#### [WORK INSTRUCTIONS]
Return all entries word for word, but drop any images.

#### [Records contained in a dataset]

□ □ □ □ □

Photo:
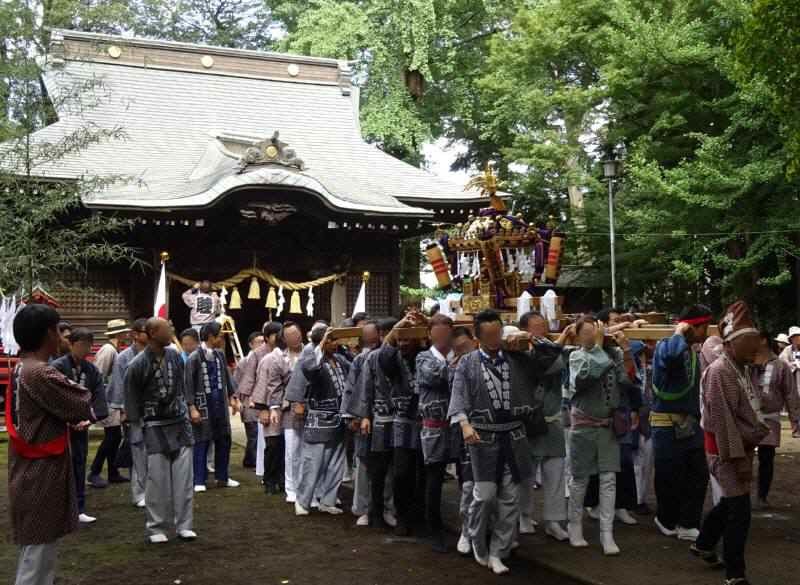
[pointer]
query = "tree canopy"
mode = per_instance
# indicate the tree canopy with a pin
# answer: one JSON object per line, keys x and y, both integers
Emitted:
{"x": 700, "y": 97}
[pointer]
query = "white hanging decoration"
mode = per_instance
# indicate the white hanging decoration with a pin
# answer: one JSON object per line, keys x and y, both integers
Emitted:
{"x": 223, "y": 299}
{"x": 281, "y": 301}
{"x": 310, "y": 303}
{"x": 7, "y": 315}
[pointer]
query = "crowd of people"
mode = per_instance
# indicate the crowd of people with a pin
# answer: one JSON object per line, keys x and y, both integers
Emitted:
{"x": 590, "y": 420}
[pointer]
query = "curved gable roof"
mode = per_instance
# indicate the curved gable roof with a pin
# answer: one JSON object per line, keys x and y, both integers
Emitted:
{"x": 176, "y": 104}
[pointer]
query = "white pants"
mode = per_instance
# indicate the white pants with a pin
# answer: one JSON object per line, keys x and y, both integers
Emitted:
{"x": 321, "y": 471}
{"x": 555, "y": 505}
{"x": 498, "y": 505}
{"x": 260, "y": 446}
{"x": 643, "y": 468}
{"x": 138, "y": 472}
{"x": 170, "y": 488}
{"x": 36, "y": 564}
{"x": 293, "y": 450}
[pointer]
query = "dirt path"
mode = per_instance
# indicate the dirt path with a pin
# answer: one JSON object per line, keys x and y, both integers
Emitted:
{"x": 247, "y": 538}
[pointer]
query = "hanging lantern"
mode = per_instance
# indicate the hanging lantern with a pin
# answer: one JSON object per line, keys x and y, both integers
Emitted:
{"x": 255, "y": 289}
{"x": 294, "y": 304}
{"x": 440, "y": 268}
{"x": 272, "y": 299}
{"x": 281, "y": 301}
{"x": 236, "y": 299}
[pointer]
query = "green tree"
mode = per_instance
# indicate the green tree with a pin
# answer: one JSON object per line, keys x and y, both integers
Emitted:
{"x": 43, "y": 228}
{"x": 705, "y": 196}
{"x": 768, "y": 47}
{"x": 242, "y": 24}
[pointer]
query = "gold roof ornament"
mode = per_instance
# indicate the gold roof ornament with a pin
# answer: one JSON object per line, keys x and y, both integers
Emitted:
{"x": 272, "y": 151}
{"x": 488, "y": 184}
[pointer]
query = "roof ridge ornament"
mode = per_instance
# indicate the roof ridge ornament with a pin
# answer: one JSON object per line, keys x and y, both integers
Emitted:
{"x": 270, "y": 152}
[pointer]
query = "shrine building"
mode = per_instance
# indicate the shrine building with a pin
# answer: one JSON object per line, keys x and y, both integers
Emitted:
{"x": 232, "y": 159}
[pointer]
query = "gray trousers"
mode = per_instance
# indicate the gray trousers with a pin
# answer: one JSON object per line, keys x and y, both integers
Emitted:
{"x": 361, "y": 491}
{"x": 139, "y": 470}
{"x": 321, "y": 471}
{"x": 495, "y": 506}
{"x": 463, "y": 505}
{"x": 169, "y": 491}
{"x": 555, "y": 505}
{"x": 36, "y": 564}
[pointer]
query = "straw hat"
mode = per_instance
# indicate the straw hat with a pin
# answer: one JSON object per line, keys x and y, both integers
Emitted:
{"x": 782, "y": 338}
{"x": 117, "y": 326}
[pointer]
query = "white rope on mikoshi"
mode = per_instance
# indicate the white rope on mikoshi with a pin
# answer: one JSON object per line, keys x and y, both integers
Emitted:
{"x": 8, "y": 310}
{"x": 242, "y": 275}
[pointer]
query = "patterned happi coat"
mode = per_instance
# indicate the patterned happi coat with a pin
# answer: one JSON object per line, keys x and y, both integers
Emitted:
{"x": 207, "y": 371}
{"x": 274, "y": 371}
{"x": 41, "y": 492}
{"x": 599, "y": 385}
{"x": 496, "y": 407}
{"x": 155, "y": 398}
{"x": 87, "y": 375}
{"x": 440, "y": 442}
{"x": 732, "y": 428}
{"x": 322, "y": 396}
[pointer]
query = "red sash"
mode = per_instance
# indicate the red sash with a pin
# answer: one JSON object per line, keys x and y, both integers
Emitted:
{"x": 710, "y": 443}
{"x": 24, "y": 449}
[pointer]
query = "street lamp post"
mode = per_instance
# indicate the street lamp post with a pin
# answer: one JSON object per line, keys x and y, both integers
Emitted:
{"x": 610, "y": 170}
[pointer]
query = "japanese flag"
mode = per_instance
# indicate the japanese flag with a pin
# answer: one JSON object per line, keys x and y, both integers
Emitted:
{"x": 160, "y": 306}
{"x": 361, "y": 301}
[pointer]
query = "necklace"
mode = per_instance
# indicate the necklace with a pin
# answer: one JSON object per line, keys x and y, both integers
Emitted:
{"x": 500, "y": 397}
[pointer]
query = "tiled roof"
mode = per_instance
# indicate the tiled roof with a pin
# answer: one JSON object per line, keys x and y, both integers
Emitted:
{"x": 178, "y": 118}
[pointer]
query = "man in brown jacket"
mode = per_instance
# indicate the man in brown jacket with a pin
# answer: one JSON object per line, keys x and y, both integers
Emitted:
{"x": 41, "y": 485}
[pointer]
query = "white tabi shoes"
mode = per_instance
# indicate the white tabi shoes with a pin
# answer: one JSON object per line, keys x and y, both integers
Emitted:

□ □ □ □ □

#### [RESULT OF THE TASK]
Photo:
[pointer]
query = "tree canopy"
mode = per_instance
# indicate the tree canopy with a pin
# answer: one JSON object per line, keys x and y, both integers
Emitted:
{"x": 700, "y": 97}
[pointer]
query = "white hanging decoration"
mode = per_instance
# indicate the white hanging decoration with a pin
# answer: one JSON object per line, keys x and y, both integers
Emitted:
{"x": 223, "y": 299}
{"x": 281, "y": 301}
{"x": 310, "y": 303}
{"x": 7, "y": 315}
[pointer]
query = "crowd of people"
mode = per_instance
# indicate the crowd of people with a pin
# answer: one JSON object per line, keys x and y, both integers
Emitted:
{"x": 590, "y": 420}
[pointer]
query = "curved gable roof"
mode = per_instance
# indicate the curved gable roof with a pin
# answer: one JSON object per line, keys x and y, both integers
Emitted:
{"x": 176, "y": 104}
[pointer]
query = "white pants"
mode = per_instance
# indicate the white pants with a pin
# answer: one JSON object per line, keys x and y, both integers
Emitted:
{"x": 321, "y": 471}
{"x": 555, "y": 505}
{"x": 498, "y": 505}
{"x": 260, "y": 446}
{"x": 643, "y": 468}
{"x": 138, "y": 472}
{"x": 170, "y": 488}
{"x": 36, "y": 564}
{"x": 293, "y": 450}
[pointer]
query = "dirt path"
mode = per_instance
# indicate the dirt path with a pin
# answer: one JSON object per line, keys x and y, both integers
Emitted:
{"x": 247, "y": 538}
[pointer]
query = "hanging lantern"
mode = per_instance
# indicate the hanging lantern with a pin
# answer: one JSON object per line, keys x and y, both integers
Emitted:
{"x": 255, "y": 289}
{"x": 294, "y": 304}
{"x": 440, "y": 268}
{"x": 272, "y": 299}
{"x": 281, "y": 301}
{"x": 236, "y": 299}
[pointer]
query = "green tree"
mode = per_instance
# indicate the green tree with a pin
# answer: one JSON object per line, keys x and y, both integers
Emitted:
{"x": 43, "y": 228}
{"x": 705, "y": 196}
{"x": 768, "y": 47}
{"x": 242, "y": 24}
[pointer]
query = "gold roof ornament"
mode = per_instance
# indicate the gold roof ornament with a pin
# answer: one JSON object per line, keys x and y, both integers
Emitted:
{"x": 272, "y": 151}
{"x": 488, "y": 184}
[pointer]
query = "roof ridge ornament"
mode = per_instance
# indicate the roof ridge ornament with a pin
# answer: one JSON object per line, keys x and y, both integers
Emitted:
{"x": 270, "y": 152}
[pointer]
query = "shrine building"
mode = per_instance
# indicate the shrine building with a pin
# answer: one JSON object per line, keys x and y, both integers
Emitted:
{"x": 232, "y": 159}
[pointer]
query = "gray trousers"
mode = per_instance
# indicate the gray trousers with a pin
# answer: one JSON object per line, keys x and y, both integers
Emitted:
{"x": 361, "y": 491}
{"x": 139, "y": 470}
{"x": 321, "y": 471}
{"x": 495, "y": 506}
{"x": 463, "y": 505}
{"x": 169, "y": 491}
{"x": 555, "y": 505}
{"x": 36, "y": 564}
[pointer]
query = "straw hat"
mode = per_instance
# indicate the straw hat with a pin
# answer: one JSON object per line, keys x and y, both integers
Emitted:
{"x": 782, "y": 338}
{"x": 117, "y": 326}
[pointer]
query = "white rope on mikoshi"
mode = per_instance
# indicate the white rope on mikoshi with a pin
# answer: one JSON object per line, keys x and y, both integers
Emitted:
{"x": 8, "y": 310}
{"x": 242, "y": 275}
[pointer]
query = "patterned happi coat"
mode = per_instance
# indicate the patterned happi coat with a pin
# answer: one JSON object per line, keys x and y, both integers
Emitted:
{"x": 207, "y": 371}
{"x": 274, "y": 371}
{"x": 41, "y": 492}
{"x": 599, "y": 385}
{"x": 496, "y": 407}
{"x": 155, "y": 398}
{"x": 87, "y": 375}
{"x": 440, "y": 442}
{"x": 732, "y": 428}
{"x": 322, "y": 396}
[pointer]
query = "red sash"
mode = per_instance
# indicate the red sash with a pin
# answer: one JSON object per line, keys x and y, both integers
Emitted:
{"x": 710, "y": 443}
{"x": 24, "y": 449}
[pointer]
query = "street lamp post"
mode = per_instance
# indicate the street lamp post with a pin
# answer: one JSON object per line, keys x and y, both integers
Emitted:
{"x": 610, "y": 170}
[pointer]
query = "japanese flag"
mode = per_instance
# indicate the japanese flag with a pin
# answer: one JSON object per line, keys x and y, both integers
Emitted:
{"x": 160, "y": 306}
{"x": 361, "y": 301}
[pointer]
query = "necklace"
mode = per_instance
# indicate the necklace with a pin
# answer: one JSON object per line, keys x and y, both integers
Emitted:
{"x": 500, "y": 397}
[pointer]
query = "tiled roof"
mode = per_instance
# indicate the tiled roof with a pin
# answer: one JSON object per line, keys x and y, both integers
Emitted:
{"x": 178, "y": 118}
[pointer]
query = "man in brown jacket"
mode = per_instance
# indicate the man in brown jacket with a pin
# answer: one JSON object per line, keys x and y, both integers
Emitted:
{"x": 41, "y": 485}
[pointer]
query = "white tabi shoes"
mode = per_instance
# indicate the white tabi shoes with a pin
# answer: one JSON object per line, keys x and y, both integers
Emitted:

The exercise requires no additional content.